[BEGIN TEXT EXTRACT]
Architecture¶

CockroachDB is a distributed SQL database built for cloud-native resilience. It presents a PostgreSQL-compatible SQL interface while internally organising data as a monolithic sorted key-value map, partitioned into contiguous ranges and replicated across nodes via Raft consensus. The system guarantees serializable isolation and survives full datacenter failures without manual intervention.

See also: index, architecture, operations, security

Layer Model¶

CockroachDB is organised as a stack of five cooperating layers. Each layer communicates only with the layer directly above or below it, keeping concerns cleanly separated.

Layer	Responsibility	Key Abstractions
SQL	Parse, plan, optimise, execute SQL	pgwire protocol, planner, optimizer
Transaction	ACID guarantees, distributed txns	timestamp cache, txn coordinator, intent resolution
Distribution	Route requests to correct range	DistSender, range descriptor cache
Replication	Consistent replication via Raft	Raft groups, leaseholder, Raft log
Storage	Durable KV write path	Pebble LSM tree, MVCC keys

graph TB
    Client["SQL Client (pgwire)"]
    SQL["SQL Layer<br/>(Parser / Optimizer / Executor)"]
    TXN["Transaction Layer<br/>(TxnCoordinator / Timestamp Cache)"]
    DIST["Distribution Layer<br/>(DistSender / Range Cache)"]
    REPL["Replication Layer<br/>(Raft Groups / Leaseholder)"]
    STORE["Storage Layer<br/>(Pebble Engine / MVCC)"]

    Client --> SQL
    SQL --> TXN
    TXN --> DIST
    DIST --> REPL
    REPL --> STORE

    style SQL fill:#e8f4f8,stroke:#2196f3,color:#000
    style TXN fill:#fff3e0,stroke:#ff9800,color:#000
    style DIST fill:#e8f5e9,stroke:#4caf50,color:#000
    style REPL fill:#fce4ec,stroke:#e91e63,color:#000
    style STORE fill:#f3e5f5,stroke:#9c27b0,color:#000

SQL Layer¶

The SQL layer speaks the PostgreSQL wire protocol (pgwire), making CockroachDB compatible with most PostgreSQL drivers and ORMs out of the box. Its pipeline is:

Parser -- converts SQL text into an abstract syntax tree.
Optimizer -- cost-based optimizer (CBO) that explores equivalent query plans using relational algebra transformations, then picks the lowest-cost plan. Heuristic rules handle trivial queries without full exploration.
[END TEXT EXTRACT]
> **EXERCISE BRIEF**:
Reproduce the passage of the CockroachDB architecture page above, starting at the words "The SQL layer" and ending after "without full exploration.".
[BEGIN INFORMATION SUPPLIED]
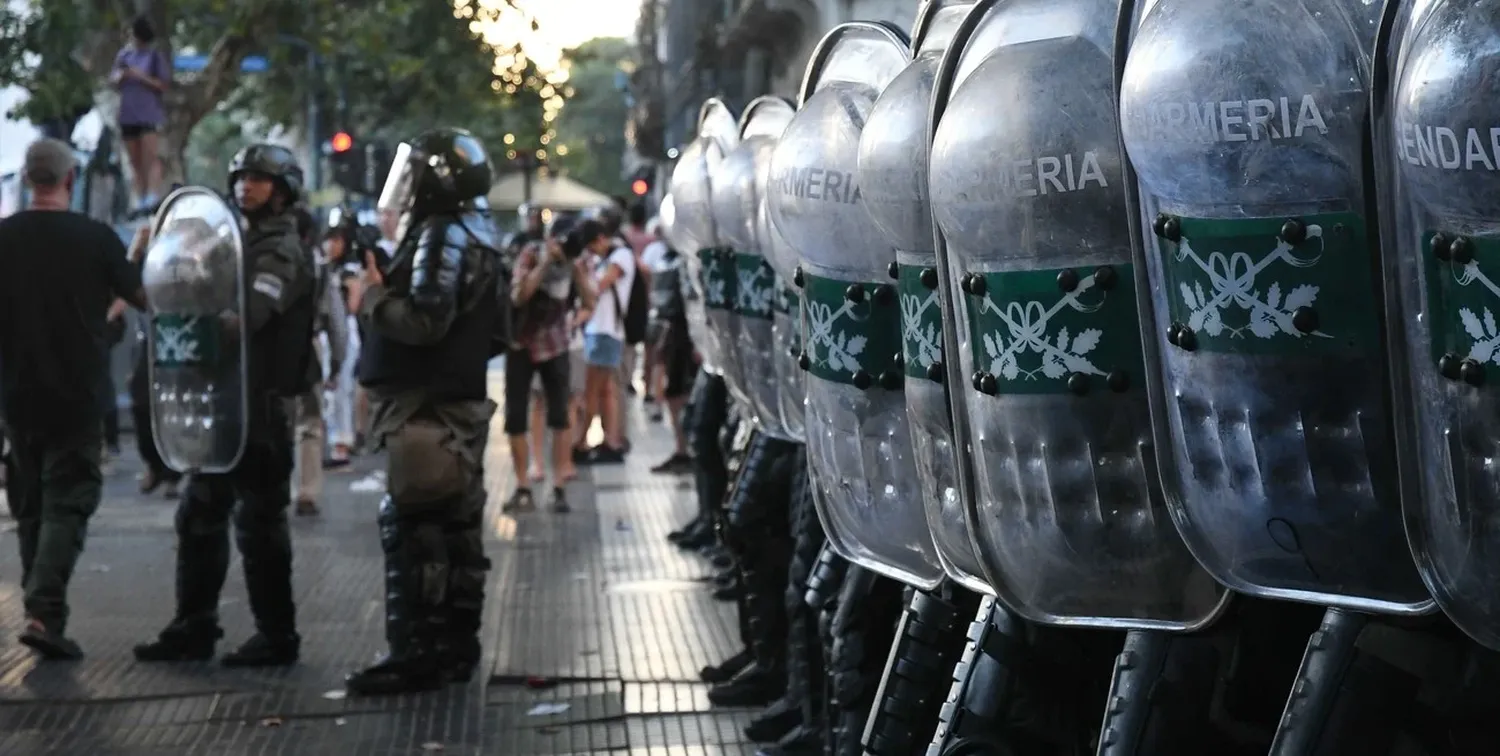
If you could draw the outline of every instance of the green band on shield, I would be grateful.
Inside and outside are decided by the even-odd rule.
[END INFORMATION SUPPLIED]
[BEGIN INFORMATION SUPPLIED]
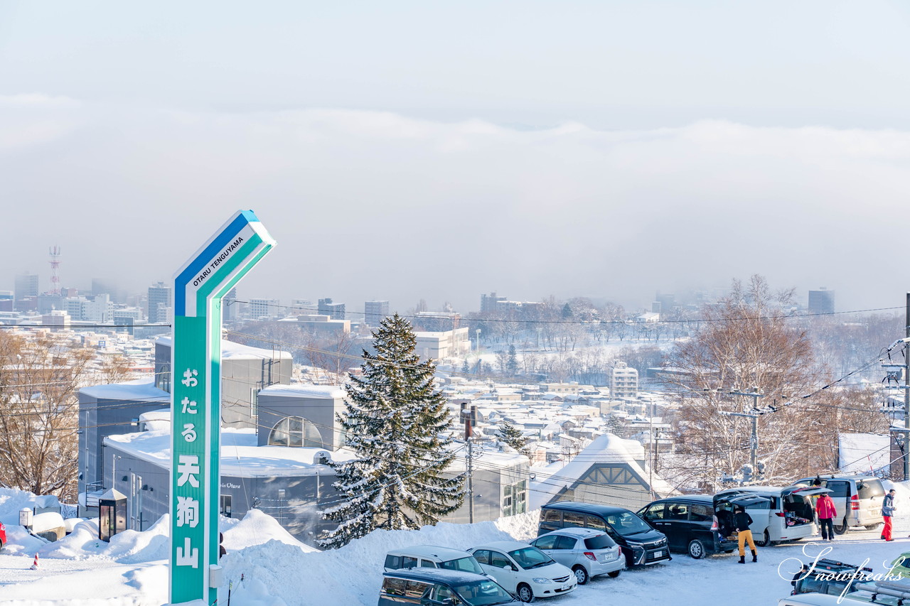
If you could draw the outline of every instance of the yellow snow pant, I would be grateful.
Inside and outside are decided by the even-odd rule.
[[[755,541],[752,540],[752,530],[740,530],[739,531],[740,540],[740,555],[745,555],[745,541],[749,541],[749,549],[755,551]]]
[END INFORMATION SUPPLIED]
> **SOLVED PROBLEM**:
The SQL layer speaks the PostgreSQL wire protocol (pgwire), making CockroachDB compatible with most PostgreSQL drivers and ORMs out of the box. Its pipeline is:

Parser -- converts SQL text into an abstract syntax tree.
Optimizer -- cost-based optimizer (CBO) that explores equivalent query plans using relational algebra transformations, then picks the lowest-cost plan. Heuristic rules handle trivial queries without full exploration.